- [Brief] Turn the records between the line holding "Could you point to every instance of the stage monitor" and the line holding "<point>300,292</point>", both included, into a Markdown table with columns headed Row and Line. Number the rows in order and leave out any blank lines.

- [Supplied material]
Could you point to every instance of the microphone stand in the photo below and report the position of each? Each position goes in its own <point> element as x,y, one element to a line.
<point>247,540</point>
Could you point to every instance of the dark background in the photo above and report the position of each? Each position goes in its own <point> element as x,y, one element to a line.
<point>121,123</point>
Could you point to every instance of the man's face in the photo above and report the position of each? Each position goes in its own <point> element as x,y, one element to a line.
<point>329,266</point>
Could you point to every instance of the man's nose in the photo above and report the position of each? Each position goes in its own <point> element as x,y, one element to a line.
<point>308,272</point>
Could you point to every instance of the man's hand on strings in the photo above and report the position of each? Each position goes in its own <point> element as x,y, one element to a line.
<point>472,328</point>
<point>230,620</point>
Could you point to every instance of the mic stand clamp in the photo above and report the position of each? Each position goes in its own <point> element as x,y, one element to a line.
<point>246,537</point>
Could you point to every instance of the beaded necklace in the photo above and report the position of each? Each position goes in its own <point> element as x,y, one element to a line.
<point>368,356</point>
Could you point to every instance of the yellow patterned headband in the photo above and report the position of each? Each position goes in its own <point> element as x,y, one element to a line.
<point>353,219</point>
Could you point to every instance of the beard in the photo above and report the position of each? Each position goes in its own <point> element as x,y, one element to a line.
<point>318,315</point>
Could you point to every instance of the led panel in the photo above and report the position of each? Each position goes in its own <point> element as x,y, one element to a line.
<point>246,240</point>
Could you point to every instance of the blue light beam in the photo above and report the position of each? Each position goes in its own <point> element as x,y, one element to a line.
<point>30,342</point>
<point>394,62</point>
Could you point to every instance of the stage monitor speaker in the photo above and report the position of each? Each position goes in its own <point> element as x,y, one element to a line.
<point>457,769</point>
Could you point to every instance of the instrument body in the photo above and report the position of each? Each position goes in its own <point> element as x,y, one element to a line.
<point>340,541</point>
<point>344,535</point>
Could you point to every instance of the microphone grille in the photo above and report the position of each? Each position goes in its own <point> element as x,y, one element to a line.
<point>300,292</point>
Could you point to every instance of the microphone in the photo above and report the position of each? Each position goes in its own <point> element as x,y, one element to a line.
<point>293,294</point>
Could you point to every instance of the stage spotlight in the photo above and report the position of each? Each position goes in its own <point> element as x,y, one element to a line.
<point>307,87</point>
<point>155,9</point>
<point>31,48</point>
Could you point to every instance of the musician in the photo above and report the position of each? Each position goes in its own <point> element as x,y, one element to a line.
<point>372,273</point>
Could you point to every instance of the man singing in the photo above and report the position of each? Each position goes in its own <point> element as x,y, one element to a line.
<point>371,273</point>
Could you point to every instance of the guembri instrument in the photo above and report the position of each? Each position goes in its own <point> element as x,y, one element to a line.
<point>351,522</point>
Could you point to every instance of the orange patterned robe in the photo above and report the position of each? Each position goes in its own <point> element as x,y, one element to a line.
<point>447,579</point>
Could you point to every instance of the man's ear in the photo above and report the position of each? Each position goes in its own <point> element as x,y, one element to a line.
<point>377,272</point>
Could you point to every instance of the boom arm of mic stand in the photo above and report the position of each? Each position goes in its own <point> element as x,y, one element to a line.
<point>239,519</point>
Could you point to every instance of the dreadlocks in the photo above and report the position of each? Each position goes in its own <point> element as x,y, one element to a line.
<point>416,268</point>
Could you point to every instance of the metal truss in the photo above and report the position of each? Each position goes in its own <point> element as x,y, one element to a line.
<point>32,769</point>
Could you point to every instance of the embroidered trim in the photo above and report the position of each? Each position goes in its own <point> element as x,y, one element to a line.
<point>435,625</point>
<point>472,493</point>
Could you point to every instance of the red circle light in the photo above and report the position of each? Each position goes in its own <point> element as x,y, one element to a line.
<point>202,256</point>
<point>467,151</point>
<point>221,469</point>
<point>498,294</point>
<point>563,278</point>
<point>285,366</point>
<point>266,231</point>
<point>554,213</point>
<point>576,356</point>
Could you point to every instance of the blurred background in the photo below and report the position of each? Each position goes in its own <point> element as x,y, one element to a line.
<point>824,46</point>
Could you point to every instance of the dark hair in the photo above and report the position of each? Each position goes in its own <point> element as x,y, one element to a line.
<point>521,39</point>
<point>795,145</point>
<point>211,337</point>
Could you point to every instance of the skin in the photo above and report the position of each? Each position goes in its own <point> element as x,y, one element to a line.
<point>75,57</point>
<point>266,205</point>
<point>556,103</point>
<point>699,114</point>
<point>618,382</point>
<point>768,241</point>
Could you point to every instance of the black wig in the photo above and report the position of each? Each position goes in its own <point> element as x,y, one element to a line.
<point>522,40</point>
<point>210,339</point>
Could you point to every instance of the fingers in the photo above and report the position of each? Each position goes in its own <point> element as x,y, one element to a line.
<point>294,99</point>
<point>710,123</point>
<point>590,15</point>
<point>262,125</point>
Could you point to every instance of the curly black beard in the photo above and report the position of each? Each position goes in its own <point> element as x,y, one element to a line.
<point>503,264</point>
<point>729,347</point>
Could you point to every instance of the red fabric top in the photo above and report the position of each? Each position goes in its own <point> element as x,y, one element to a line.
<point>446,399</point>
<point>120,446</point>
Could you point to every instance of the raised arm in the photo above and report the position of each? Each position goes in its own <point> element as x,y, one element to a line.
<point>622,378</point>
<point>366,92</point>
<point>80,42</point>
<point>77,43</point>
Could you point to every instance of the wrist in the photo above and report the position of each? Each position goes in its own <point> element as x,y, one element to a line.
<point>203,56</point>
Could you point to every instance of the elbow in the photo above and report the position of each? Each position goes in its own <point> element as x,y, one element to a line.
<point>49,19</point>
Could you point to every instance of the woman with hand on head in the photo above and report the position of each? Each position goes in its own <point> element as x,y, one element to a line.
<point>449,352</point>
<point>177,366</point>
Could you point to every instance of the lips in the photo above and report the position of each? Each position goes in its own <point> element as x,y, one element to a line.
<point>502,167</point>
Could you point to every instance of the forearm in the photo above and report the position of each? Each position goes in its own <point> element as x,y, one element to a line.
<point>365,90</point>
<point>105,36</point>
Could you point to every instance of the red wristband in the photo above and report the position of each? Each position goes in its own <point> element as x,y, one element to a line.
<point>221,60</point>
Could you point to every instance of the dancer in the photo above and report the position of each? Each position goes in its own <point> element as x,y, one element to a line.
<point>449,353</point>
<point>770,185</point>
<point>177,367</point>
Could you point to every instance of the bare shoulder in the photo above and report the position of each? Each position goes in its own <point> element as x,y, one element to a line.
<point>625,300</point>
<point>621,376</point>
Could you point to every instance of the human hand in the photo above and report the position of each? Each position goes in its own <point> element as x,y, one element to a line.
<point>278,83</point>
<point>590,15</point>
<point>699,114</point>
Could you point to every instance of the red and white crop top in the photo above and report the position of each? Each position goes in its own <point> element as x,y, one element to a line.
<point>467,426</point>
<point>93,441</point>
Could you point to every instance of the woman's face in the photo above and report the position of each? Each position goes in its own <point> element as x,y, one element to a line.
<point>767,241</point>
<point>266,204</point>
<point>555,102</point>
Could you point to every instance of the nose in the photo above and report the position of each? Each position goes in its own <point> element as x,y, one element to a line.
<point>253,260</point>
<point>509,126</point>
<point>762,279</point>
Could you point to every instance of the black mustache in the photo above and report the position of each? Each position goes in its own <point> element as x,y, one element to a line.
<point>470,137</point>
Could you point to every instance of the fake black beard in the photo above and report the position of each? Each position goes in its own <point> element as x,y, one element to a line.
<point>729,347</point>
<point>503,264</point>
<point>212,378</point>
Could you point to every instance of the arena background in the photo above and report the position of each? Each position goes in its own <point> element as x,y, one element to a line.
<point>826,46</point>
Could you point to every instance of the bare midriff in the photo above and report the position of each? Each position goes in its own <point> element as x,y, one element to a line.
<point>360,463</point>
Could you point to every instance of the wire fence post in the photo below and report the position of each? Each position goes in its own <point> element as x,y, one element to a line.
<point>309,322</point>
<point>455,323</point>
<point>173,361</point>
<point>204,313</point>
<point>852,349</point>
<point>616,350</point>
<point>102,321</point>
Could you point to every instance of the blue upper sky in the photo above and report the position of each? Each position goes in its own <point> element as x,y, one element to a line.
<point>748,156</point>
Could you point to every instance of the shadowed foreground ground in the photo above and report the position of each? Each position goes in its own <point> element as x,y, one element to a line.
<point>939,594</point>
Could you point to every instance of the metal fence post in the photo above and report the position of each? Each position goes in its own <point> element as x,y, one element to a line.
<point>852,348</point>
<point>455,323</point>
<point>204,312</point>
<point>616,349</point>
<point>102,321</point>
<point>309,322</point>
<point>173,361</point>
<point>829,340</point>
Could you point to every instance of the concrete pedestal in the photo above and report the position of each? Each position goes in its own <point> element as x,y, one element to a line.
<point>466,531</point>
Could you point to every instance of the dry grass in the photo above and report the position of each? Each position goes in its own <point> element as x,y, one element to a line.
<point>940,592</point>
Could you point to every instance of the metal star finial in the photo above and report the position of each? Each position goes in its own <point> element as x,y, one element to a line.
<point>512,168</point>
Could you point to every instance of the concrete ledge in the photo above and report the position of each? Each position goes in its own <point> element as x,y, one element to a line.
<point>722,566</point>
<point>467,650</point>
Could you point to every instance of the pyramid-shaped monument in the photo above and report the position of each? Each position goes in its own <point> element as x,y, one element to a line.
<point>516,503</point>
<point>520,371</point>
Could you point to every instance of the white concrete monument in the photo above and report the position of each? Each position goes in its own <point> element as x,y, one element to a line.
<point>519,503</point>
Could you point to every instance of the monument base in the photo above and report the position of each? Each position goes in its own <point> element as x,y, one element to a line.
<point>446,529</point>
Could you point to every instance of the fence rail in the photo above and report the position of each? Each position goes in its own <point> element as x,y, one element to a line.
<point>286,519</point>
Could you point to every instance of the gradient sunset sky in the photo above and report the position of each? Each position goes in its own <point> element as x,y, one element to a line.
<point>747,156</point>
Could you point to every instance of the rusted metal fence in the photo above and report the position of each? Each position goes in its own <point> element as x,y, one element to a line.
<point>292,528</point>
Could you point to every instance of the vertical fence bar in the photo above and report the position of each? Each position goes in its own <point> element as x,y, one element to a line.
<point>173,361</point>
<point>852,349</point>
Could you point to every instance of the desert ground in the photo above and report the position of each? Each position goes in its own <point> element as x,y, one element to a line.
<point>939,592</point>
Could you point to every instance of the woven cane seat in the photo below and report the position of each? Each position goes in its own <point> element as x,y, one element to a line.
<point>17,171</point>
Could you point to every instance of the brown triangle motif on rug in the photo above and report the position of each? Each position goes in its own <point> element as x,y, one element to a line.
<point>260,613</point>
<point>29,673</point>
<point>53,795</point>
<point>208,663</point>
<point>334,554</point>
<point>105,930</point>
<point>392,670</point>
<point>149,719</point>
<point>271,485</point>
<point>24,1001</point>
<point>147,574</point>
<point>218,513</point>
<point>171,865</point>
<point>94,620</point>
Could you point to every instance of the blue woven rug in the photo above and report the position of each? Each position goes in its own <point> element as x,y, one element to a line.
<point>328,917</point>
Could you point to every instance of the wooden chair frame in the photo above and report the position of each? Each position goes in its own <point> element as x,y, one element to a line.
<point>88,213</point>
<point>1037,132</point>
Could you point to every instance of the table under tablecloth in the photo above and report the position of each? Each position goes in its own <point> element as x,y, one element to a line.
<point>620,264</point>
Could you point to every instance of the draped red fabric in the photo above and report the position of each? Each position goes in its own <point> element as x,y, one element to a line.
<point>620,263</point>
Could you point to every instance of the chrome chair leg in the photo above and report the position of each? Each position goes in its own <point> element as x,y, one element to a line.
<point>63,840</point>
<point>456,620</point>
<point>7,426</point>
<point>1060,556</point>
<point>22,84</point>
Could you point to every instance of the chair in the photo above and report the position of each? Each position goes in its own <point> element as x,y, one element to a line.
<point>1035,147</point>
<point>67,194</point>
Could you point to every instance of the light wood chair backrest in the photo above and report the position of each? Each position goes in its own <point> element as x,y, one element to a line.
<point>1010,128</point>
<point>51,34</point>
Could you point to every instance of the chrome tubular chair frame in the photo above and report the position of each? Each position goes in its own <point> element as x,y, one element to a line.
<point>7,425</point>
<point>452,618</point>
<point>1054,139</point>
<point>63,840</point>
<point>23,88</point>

- [Result of this task]
| Row | Line |
|---|---|
| 1 | Could you point to every instance of the stage monitor speaker in the photo above and report the position of each? Each position goes in its own <point> element as x,y, one element to a line. |
| 2 | <point>457,769</point> |
| 3 | Could you point to every instance of the instrument body in the photo above and report the position of each? Each position goes in its own <point> element as x,y, one element to a line. |
| 4 | <point>340,541</point> |
| 5 | <point>344,535</point> |
| 6 | Could you point to every instance of the microphone grille in the photo above and report the position of each? Each position goes in its own <point> element as x,y, one element to a line. |
| 7 | <point>300,292</point> |